(WRITTEN TASKS)
[1] Quote the passage on Bank of America's purchase of Merrill Lynch word for word, everything from "The deal gave" down to "banking and markets.".
[2] Extend the passage on Bank of America's purchase of Merrill Lynch, picking up right after its final sentence.

Though the outrage has ebbed in recent months and BofA has repaid the $45 billion it got from the taxpayer, the perception lingers that the Merrill deal was a stinker. But after a difficult start the combination is starting to pay off in some areas. There are many risks, but Mr Lewis’s prediction that Merrill would come to be seen as “a thing of beauty” no longer looks risible.
The deal gave Merrill access to a giant balance-sheet funded with stable deposits. BofA got a pile of noxious mortgage securities, but also top-notch securities-trading and underwriting businesses, and Merrill’s “thundering herd” of brokers and wealth managers, the jewel in its crown. The early months were messy. As the two firms’ investment banks were crunched together, more than a third of those units’ employees were either laid off or left for rivals. For some at Merrill, answering to bosses in Charlotte, North Carolina, who had done little to disguise their suspicion of Manhattan’s Porsche-drivers was simply too much. Many brokers left too, cutting the herd’s size from 18,000 to 15,000. “We had our share of instability,” says Tom Montag, head of global banking and markets.
But it could have been worse. BofA did not smother Merrill, even though the New York firm was in a position of weakness. It kept Merrill’s name and iconic bull, spending an extra $20m to promote them (though, as one Merrill man complains, saying “Bank of America Merrill Lynch” without running out of breath is a challenge). To the relief of brokers, it resisted the temptation to merge them with the wealth managers at US Trust, a firm BofA had bought in 2006. Some put this restraint down to lessons learned from the multiple mergers that created BofA.
And the past few months have brought some signs of stabilisation. A number of defectors have been tempted back, including Todd Kaplan, a star investment banker and Merrill veteran. Sallie Krawcheck, a former Citigroup bigwig who was hired last August to run wealth management, has worked hard to scotch rumours that the brokers would lose their cherished commission-based pay structure or would be turned into glorified bank tellers.

(DATASET)
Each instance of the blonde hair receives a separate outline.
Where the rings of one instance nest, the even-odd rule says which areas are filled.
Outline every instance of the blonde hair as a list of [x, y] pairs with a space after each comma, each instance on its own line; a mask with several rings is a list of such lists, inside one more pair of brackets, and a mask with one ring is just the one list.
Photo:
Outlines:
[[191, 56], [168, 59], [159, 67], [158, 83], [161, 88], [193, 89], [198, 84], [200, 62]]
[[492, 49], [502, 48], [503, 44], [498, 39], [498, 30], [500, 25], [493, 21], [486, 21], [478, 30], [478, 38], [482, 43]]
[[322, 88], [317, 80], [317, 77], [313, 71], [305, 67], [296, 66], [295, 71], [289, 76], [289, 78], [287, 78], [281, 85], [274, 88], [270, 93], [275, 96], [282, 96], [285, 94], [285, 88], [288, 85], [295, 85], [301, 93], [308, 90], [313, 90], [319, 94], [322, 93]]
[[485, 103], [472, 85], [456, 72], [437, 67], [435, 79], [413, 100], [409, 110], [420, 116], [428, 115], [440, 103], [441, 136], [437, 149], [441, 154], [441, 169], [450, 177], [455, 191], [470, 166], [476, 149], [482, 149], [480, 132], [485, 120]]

(RESPONSES IN ORDER)
[1]
The deal gave Merrill access to a giant balance-sheet funded with stable deposits. BofA got a pile of noxious mortgage securities, but also top-notch securities-trading and underwriting businesses, and Merrill’s “thundering herd” of brokers and wealth managers, the jewel in its crown. The early months were messy. As the two firms’ investment banks were crunched together, more than a third of those units’ employees were either laid off or left for rivals. For some at Merrill, answering to bosses in Charlotte, North Carolina, who had done little to disguise their suspicion of Manhattan’s Porsche-drivers was simply too much. Many brokers left too, cutting the herd’s size from 18,000 to 15,000. “We had our share of instability,” says Tom Montag, head of global banking and markets.

[2]
These efforts are bearing fruit. The stampede has slowed to a trot—the attrition rate for “top producers”, brokers who bring in $1m or more, hit a ten-year low in the fourth quarter of 2009. In a recent poll by Registered Rep, a trade publication, 75% of the firm’s brokers saw themselves as likely still to be there in two years, compared with 61% at the newly merged Morgan Stanley Smith Barney (MSSB) and a mere 45% at UBS. BofA hopes to capitalise on the continuing turmoil at the Swiss bank’s brokerage operation, which is being overhauled by Bob McCann, a former head of the thundering herd.
Just as important, Merrill’s brokers are, once again, held in high regard by those who use them. They accounted for 317 of the top 1,000 financial advisers in America in the latest ranking by Barron’s, a financial weekly, 86 more than of MSSB’s bigger brokerage force. In capital markets, too, the combined firm is a formidable force. According to Dealogic it was number two in global investment-banking fees last year, behind JPMorgan Chase, which posted another strong set of trading and investment-banking profits on April 14th. Alone, BofA was a lightweight.
This matters because such businesses are likely to grow faster than domestic retail banking, BofA’s traditional turf, in coming years as households borrow and spend less. Before the crisis, the bank’s top brass were comfortable with its focus on the American consumer, arguing that he offered the greatest potential for fees over the next decade. No longer. Merrill, which does one-third of its business abroad, has given the group “balance across all platforms”, says Mr Moynihan.
In 2009 Merrill’s businesses buoyed group results, which would otherwise have been dragged deep into the red by losses in credit cards and mortgages (see chart). BofA’s consumer operations continue to weigh on it. The bank was expected to post quarterly profits well below the 44 cents per share it earned a year earlier, on April 16th. Moreover, Merrill is seen as a cornerstone of a strategic push into new markets. Its brand is strong abroad: it has three times more relationships than BofA does in Europe, Asia, Africa and the Middle East (though it has made less headway in China than some of its Wall Street rivals).
You scratch my back
The merger also—in theory—provides opportunities for bits of the group to generate business for each other. BofA serves one in three medium-sized American firms, and they should turn to it for merger advice, securities underwriting and private banking as they grow. And the legacy Merrill business now has an array of loan and cash-management products to offer to its international clients. An example is treasury services (helping companies manage payments to suppliers, collect receivables and so on), a humble yet lucrative business in which BofA is number one on its home turf.
In practice, such “cross-selling” is hard to pull off. Witness the dismantling of the financial supermarket that Citigroup tried and failed to build. BofA executives say they have learned from such experiences, working hard to foster a spirit of collaboration (and equitable revenue-sharing). There are some encouraging signs: 600 of the 6,800 leads passed from the financial advisers to the commercial bank in the past year have produced actual business. Ms Krawcheck draws a contrast with her former employer, saying that though Citi had heft, it lacked a “culture of referrals”. It is, though, too early to say if BofA can succeed where so many others have failed.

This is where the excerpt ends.